_Предложенный отрывок:_
------------------------------
Читаем Петр III полностью

Описание сглажено, и читатель не сразу догадывается, что ферма с фейерверками — это Сан-Эннюи (Sans Ennui) — новая дача Елизаветы Воронцовой, где законной жене не место, поэтому Екатерина и покинула весёлую компанию, чтобы в одиночестве возвратиться в Ораниенбаум.

Создаётся впечатление, что приблизительно за год до смерти Елизаветы Петровны её наследник наконец зажил без особых притеснений. Во всяком случае, в деревне. Его участие в государственных делах возросло. Он даже мог позволить себе покинуть Конференцию при высочайшем дворе в знак несогласия с военными действиями против Пруссии. Тётушка, конечно, разгневалась. Но чтобы подслужиться к будущему господину, сановники продолжали приносить ему на подпись журналы заседаний, в которых он не участвовал.

«До второго года Прусской войны, — рассказывал Штелин, — ...великий князь присутствовал постоянно в Совете, учреждённом при дворе с самого начала этой войны, а летом, живя в Петергофе или в своём увеселительном дворце в Ораниенбауме, велел секретарю Дмитрию Васильевичу Волкову привозить к нему еженедельно протокол, прочитывал его, делал часто шутливые замечания и подписывал его. Но впоследствии, находя в протоколах резолюции Совета к сильнейшему нападению на прусского короля... стал он восставать против протокола, говорил свободно, что императрицу обманывают... что австрийцы нас покупают, а французы обманывают, и не хотел более подписывать протокол»19.
------------------------------
_Фрагменты данных:_
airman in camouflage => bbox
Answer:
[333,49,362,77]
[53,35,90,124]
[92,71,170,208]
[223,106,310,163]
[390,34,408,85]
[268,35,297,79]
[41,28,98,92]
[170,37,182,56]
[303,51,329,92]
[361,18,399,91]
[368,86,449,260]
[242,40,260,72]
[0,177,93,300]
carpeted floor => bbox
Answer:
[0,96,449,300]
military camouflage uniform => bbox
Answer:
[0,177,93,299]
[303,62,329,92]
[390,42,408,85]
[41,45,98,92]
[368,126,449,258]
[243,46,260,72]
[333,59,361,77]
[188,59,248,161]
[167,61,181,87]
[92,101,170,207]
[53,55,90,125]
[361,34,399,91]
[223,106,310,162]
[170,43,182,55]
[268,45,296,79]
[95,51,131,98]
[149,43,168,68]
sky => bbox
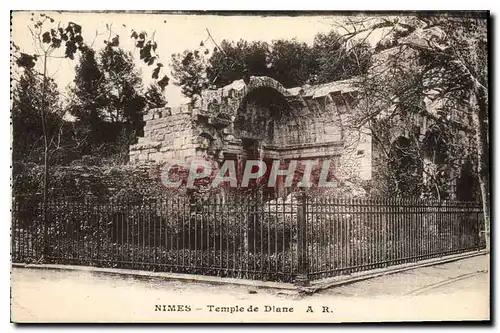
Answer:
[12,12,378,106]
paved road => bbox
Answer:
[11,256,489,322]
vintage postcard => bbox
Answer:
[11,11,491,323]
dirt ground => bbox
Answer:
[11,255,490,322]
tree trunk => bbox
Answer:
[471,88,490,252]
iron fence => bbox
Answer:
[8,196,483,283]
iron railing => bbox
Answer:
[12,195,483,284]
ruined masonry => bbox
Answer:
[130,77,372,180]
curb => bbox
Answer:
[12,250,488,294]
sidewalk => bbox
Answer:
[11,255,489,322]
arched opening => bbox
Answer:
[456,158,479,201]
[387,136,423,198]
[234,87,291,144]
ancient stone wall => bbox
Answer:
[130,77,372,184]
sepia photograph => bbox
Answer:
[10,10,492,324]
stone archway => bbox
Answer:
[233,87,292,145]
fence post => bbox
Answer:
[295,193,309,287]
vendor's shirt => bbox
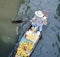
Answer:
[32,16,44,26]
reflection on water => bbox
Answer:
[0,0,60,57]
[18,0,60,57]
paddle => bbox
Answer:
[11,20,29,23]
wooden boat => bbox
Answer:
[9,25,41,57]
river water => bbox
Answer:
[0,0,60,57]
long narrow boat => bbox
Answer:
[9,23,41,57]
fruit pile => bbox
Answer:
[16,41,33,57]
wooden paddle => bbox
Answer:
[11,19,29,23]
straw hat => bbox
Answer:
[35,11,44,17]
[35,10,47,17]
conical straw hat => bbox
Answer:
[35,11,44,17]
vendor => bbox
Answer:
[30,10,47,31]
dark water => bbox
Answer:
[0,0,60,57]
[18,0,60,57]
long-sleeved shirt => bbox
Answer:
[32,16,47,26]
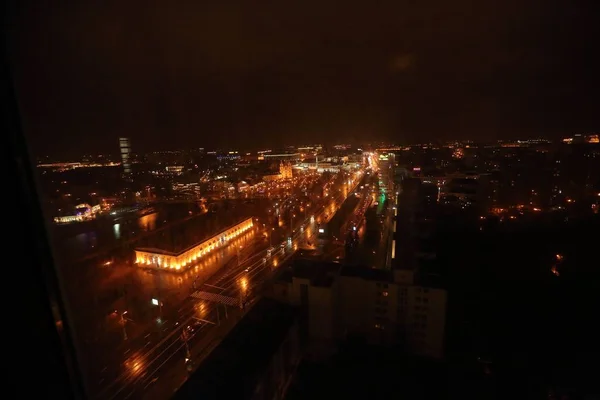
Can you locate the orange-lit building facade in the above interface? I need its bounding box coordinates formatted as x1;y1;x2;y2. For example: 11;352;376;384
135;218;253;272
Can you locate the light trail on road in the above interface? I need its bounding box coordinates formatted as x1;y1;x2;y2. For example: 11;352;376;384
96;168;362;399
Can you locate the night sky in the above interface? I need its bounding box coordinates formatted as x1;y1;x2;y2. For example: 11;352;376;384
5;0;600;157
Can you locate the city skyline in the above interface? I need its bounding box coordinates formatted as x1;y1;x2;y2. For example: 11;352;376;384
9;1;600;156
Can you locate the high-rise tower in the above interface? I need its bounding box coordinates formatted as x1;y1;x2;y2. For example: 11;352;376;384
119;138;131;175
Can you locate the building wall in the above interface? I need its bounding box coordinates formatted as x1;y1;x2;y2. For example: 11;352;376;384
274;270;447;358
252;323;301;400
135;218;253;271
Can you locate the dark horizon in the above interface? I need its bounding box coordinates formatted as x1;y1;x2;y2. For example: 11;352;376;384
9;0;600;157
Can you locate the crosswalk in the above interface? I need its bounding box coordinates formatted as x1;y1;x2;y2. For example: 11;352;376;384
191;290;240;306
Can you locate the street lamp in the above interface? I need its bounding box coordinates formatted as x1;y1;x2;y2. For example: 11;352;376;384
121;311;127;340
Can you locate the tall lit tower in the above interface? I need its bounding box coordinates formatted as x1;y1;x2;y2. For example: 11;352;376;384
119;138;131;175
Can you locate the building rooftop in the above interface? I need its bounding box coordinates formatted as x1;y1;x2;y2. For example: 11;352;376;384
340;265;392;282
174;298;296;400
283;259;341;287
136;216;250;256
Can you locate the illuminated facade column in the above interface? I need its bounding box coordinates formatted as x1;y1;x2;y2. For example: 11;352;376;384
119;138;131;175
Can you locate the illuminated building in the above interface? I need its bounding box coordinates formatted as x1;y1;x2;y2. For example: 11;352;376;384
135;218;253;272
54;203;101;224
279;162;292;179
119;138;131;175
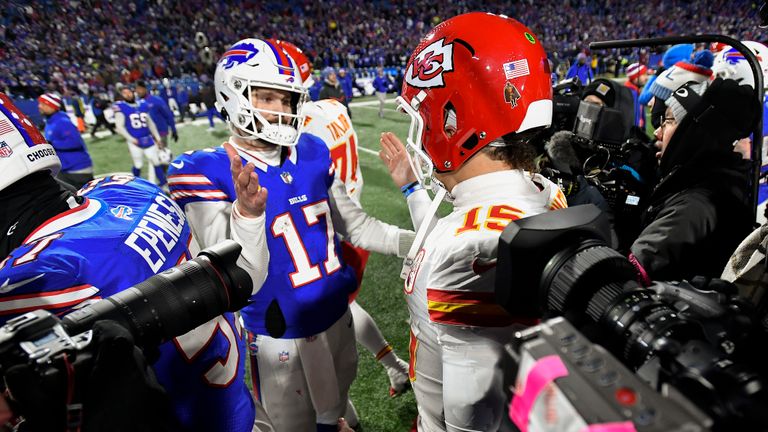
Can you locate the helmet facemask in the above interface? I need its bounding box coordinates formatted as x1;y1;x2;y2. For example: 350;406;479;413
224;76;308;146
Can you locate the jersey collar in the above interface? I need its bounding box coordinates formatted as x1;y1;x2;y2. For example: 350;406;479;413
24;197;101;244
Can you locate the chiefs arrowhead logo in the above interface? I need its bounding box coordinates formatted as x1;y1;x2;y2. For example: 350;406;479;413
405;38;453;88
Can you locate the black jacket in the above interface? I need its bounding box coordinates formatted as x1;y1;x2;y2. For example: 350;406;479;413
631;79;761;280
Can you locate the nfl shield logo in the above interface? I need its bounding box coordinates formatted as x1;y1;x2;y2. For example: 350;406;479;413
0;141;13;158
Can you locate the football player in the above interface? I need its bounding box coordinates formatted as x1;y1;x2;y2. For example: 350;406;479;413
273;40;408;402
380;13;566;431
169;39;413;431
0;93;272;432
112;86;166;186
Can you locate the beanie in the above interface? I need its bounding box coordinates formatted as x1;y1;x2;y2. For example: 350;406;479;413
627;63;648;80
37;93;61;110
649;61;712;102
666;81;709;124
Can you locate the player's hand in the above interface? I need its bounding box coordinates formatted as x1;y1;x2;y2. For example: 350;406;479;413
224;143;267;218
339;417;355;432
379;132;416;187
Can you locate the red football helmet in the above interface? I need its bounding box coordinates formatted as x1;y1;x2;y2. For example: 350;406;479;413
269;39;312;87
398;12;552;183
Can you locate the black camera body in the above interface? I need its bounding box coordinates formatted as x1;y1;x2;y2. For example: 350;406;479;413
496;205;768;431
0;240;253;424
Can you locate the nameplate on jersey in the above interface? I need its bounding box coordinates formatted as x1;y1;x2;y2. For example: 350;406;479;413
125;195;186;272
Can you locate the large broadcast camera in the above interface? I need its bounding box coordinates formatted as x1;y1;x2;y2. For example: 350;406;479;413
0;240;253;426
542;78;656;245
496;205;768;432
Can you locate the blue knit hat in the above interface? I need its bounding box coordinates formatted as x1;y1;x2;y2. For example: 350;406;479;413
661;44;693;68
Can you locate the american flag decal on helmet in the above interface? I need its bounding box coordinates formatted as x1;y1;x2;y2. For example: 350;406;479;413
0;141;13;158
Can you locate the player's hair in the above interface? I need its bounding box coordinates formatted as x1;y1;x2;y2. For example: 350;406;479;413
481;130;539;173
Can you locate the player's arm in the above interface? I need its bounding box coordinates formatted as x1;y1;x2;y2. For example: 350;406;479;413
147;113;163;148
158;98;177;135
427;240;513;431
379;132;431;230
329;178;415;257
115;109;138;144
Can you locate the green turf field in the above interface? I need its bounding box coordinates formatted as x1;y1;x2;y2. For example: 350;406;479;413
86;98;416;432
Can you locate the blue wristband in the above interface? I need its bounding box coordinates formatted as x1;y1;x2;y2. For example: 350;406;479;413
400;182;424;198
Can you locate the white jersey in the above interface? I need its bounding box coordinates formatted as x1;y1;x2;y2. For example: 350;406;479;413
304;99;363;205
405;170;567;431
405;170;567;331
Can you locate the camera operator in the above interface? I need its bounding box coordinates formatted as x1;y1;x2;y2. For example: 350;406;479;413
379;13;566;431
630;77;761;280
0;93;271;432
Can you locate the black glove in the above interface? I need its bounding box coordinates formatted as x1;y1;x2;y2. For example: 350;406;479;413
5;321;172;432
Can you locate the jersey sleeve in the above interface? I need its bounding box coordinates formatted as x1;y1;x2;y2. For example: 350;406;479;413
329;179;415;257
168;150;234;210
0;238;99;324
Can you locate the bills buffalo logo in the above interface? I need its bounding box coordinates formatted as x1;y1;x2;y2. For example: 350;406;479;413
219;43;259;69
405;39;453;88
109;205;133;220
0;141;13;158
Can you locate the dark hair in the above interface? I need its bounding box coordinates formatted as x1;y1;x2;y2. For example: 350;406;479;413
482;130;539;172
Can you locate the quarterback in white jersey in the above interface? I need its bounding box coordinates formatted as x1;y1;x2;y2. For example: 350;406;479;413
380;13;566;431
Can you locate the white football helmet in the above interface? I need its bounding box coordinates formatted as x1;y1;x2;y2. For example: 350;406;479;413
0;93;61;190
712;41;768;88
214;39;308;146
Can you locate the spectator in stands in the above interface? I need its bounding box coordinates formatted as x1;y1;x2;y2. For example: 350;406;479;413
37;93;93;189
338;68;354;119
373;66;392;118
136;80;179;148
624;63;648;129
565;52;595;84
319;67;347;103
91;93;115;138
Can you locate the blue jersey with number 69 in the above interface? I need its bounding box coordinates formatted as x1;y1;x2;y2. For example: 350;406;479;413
------------------------------
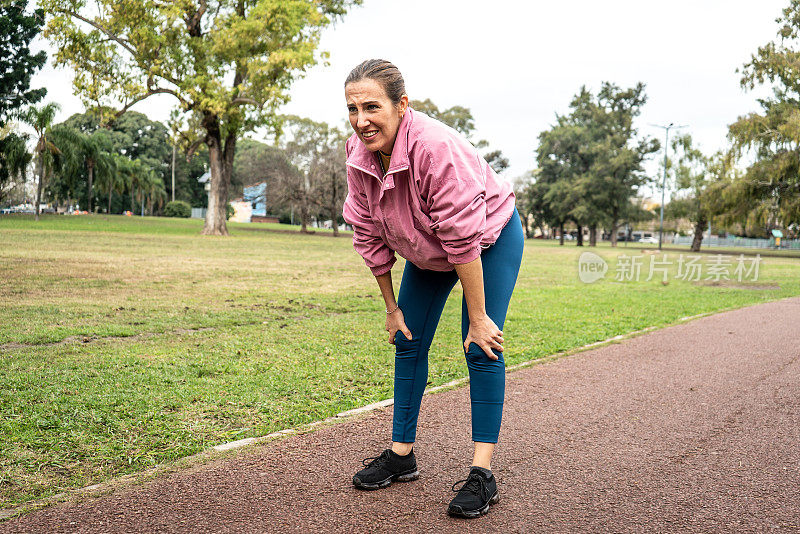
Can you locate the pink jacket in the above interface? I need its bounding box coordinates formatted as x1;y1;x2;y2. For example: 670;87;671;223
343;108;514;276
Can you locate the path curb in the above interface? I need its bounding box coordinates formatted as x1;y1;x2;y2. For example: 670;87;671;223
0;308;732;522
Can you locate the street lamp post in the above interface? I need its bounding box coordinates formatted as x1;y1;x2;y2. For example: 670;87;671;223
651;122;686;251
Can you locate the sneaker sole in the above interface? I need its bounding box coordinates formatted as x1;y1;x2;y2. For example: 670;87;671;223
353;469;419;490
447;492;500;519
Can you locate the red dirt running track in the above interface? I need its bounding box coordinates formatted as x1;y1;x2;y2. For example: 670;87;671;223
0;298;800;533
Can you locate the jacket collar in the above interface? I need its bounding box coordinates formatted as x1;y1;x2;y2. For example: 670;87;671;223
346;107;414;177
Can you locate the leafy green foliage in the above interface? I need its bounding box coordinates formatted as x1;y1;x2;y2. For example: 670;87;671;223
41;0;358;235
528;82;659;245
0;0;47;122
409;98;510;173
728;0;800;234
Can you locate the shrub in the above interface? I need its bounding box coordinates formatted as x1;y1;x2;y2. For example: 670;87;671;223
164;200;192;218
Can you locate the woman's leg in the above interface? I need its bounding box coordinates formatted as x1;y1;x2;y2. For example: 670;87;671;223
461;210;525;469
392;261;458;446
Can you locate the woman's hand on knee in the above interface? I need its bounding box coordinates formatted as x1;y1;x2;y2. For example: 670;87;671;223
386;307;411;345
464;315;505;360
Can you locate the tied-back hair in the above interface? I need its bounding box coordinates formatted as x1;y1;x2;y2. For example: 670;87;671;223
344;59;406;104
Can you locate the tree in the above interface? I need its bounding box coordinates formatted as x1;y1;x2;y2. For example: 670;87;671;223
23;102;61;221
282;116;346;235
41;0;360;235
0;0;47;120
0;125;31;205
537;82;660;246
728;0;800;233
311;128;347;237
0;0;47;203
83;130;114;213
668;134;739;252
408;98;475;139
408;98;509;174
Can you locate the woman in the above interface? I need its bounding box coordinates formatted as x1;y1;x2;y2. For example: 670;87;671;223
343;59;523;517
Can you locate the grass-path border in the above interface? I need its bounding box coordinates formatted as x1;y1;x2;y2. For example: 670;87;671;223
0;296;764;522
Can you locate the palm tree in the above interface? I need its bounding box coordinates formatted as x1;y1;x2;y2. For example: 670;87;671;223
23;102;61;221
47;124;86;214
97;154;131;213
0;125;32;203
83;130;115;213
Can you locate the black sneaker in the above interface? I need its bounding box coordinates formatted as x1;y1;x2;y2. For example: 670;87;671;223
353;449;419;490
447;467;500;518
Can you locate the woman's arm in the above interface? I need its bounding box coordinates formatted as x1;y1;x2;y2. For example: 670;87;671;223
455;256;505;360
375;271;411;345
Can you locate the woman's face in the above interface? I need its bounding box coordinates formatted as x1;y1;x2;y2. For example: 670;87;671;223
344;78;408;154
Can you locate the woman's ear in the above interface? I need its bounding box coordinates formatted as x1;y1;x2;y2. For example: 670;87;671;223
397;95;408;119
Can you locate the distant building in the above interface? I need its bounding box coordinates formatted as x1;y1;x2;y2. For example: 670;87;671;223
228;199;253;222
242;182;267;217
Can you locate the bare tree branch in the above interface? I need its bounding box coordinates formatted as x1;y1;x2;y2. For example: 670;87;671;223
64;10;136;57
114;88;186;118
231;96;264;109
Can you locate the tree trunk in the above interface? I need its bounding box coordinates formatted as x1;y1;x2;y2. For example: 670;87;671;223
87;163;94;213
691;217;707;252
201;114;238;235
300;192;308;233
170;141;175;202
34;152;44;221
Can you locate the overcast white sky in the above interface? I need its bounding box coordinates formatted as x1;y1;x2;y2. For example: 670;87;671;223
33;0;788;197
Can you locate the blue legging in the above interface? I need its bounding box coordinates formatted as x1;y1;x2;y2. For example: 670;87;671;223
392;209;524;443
------------------------------
_Задания и упражнения:_
A - Как, согласно отрывку о Петре III, называлась новая дача Елизаветы Воронцовой?
B - Продолжите отрывок о Петре III, начав сразу после цитаты из Штелина.

_Итоговые ответы:_
A - Сан-Эннюи (Sans Ennui).

B -
Близкие сношения великого князя с Волковым послужили позднее поводом для обвинения последнего в шпионаже в пользу Пруссии. Княгиня Е. Р. Дашкова описала неприятную сцену, случившуюся буквально через пару дней после кончины Елизаветы: «Однажды, когда я была у государя, он, к величайшему удивлению всех присутствовавших, по поводу разговора о прусском короле начал рассказывать Волкову (в предыдущее царствование он был первым и единственным секретарём Конференции), как они много раз смеялись над секретными решениями и предписаниями, посылаемыми Конференциею в армии; эти бумаги не имели последствий, так как они предварительно сообщали о них королю. Волков бледнел и краснел, а Пётр III, не замечая этого, продолжал хвастаться услугами, оказанными им прусскому королю на основании сообщённых ему Волковым решений и намерений Совета»20.

Позднее, стараясь оправдаться, Волков в письме Г. Г. Орлову назвал рассказ о публичной благодарности бывшего императора, «что я ему... все дела из Конференции сообщал», «великой ложью». Однако в таком случае неправду говорил и Штелин. Датский посланник А. Ф. Ассебург со слов Н. И. Панина подтверждал, как это ни странно, и рассказ Дашковой, и правдивость Волкова. «Он говорил во всеуслышание, — сообщал дипломат о Петре III, — что такой-то и такой-то из людей, состоявших при кабинете Елисаветы, помогали ему доставлять королю прусскому сведения обо всём, что здесь делалось в наибольшей тайне, хотя именно эти лица никогда не позволяли себе такой измены и держались совсем противоположного образа мыслей»21. Таким образом, в дипломатической среде было известно не только о пропрусских «настроениях», но и пропрусских «действиях» наследника.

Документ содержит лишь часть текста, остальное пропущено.